In the patch thread below on the ovn-controller MAC binding race, how long is the random delay added to MAC binding processing?

— Start of Text excerpt —

On 7/14/22 10:15, Ales Musil wrote:
> Hi,
> 

Hi Ales,

> thank you for the review, I have posted v4. See also my replies inline.
> 
> On Wed, Jul 13, 2022 at 10:02 PM Dumitru Ceara <[email protected]> wrote:
> 
>> On 7/13/22 14:36, Ales Musil wrote:
>>> The ovn-controller had a race condition over MAC
>>> binding table with other controllers. When multiple
>>> controllers received GARP from single source usually
>>> the one who was able to win the race put it into SB.
>>> The others got transaction error which triggered
>>> full recompute even if it's not needed.
>>>
>>> In order to reduce the chance of multiple controllers
>>> trying to insert same row at the same time add slight
>>> delay to the MAC binding processing. This delay
>>> is random interval between 1-50 in ms. This greatly
>>> reduces the chance that multiple controllers will try
>>> to add MAC binding at exactly the same time. This applies
>>> only to multicast ARP request which applies only to GARP
>>> that is sent to broadcast address.
>>>
>>> Local testing with this delay vs without show significantly
>>> reduced chance of hitting the transaction error.
>>>
>>> During the testing 10 GARPs was sent to two controllers
>>> at the same time. Without proposed fix at least one controller
>>> had multiple transaction errors present every test iteration.
>>>
>>> With the proposed fix the transaction error was reduced to a
>>> single one when it happened which was usually in less than
>>> 10% of the iterations.
>>>
>>> As was mentioned before the race condition can still happen,
>>> but the chance is greatly reduced.
>>>
>>> Suggested-by: Daniel Alvarez Sanchez <[email protected]>
>>> Signed-off-by: Ales Musil <[email protected]>
>>> ---
>>
>> Hi Ales,
>>
>> Thanks for this revision!  In general it makes sense but I have some
>> comments here and there.
>>
>>> v3: Rebase on top of current main.
>>>     Change the delay to be per ARP request instead of
>>>     single delay for everything. This allows the possibility
>>>     to delay only multicast/broadcast AP as suggested by Han.
>>> ---
>>>  controller/mac-learn.c | 23 ++++++++++++++++++++++-
>>>  controller/mac-learn.h |  7 ++++++-
>>>  controller/pinctrl.c   | 33 ++++++++++++++++++++++++---------
>>>  tests/ovn.at           |  7 +++++++
>>>  4 files changed, 59 insertions(+), 11 deletions(-)
>>>
>>> diff --git a/controller/mac-learn.c b/controller/mac-learn.c
>>> index 27634dca8..b7b392bb1 100644
>>> --- a/controller/mac-learn.c
>>> +++ b/controller/mac-learn.c
>>> @@ -20,12 +20,15 @@
>>>  /* OpenvSwitch lib includes. */
>>>  #include "openvswitch/vlog.h"

— End of Text excerpt —
— Start of Extracted entries —

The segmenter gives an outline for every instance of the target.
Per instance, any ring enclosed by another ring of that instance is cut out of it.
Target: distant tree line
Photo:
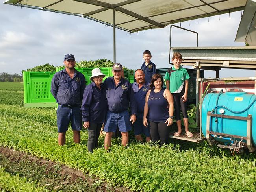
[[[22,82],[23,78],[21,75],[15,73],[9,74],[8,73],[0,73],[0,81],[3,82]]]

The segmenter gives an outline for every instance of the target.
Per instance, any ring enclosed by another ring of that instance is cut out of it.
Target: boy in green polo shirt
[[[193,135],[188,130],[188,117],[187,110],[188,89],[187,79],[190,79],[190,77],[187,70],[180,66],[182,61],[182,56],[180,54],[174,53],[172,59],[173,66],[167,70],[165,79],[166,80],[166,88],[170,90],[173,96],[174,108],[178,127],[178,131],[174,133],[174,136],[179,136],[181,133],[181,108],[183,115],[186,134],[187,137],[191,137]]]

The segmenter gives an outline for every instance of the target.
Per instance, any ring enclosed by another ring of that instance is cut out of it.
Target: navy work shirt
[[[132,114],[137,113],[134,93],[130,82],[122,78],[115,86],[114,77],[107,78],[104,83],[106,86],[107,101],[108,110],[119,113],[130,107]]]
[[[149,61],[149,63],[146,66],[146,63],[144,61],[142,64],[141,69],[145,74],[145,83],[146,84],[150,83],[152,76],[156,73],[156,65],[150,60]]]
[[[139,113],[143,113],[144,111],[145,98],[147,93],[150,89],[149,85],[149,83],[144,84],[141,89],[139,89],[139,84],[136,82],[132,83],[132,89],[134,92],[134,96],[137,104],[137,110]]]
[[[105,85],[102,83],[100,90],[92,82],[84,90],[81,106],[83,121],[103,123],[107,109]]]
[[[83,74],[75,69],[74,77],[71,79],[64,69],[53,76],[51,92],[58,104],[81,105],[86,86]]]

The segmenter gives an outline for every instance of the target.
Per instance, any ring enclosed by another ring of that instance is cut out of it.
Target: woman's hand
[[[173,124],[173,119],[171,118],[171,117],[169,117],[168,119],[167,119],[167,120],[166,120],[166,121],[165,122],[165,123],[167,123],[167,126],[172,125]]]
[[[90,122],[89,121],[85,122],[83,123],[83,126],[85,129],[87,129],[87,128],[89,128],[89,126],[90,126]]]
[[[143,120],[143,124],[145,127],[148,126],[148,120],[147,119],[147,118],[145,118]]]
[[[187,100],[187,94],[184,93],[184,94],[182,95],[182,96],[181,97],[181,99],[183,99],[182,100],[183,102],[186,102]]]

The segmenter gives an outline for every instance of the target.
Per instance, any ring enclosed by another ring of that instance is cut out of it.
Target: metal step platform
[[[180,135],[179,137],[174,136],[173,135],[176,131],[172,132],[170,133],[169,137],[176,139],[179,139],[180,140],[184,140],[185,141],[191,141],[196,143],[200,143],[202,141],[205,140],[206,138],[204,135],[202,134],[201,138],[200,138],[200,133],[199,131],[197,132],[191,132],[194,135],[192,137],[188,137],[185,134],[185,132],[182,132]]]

— End of Extracted entries —

Answer to this task => A random interval between 1 and 50 milliseconds.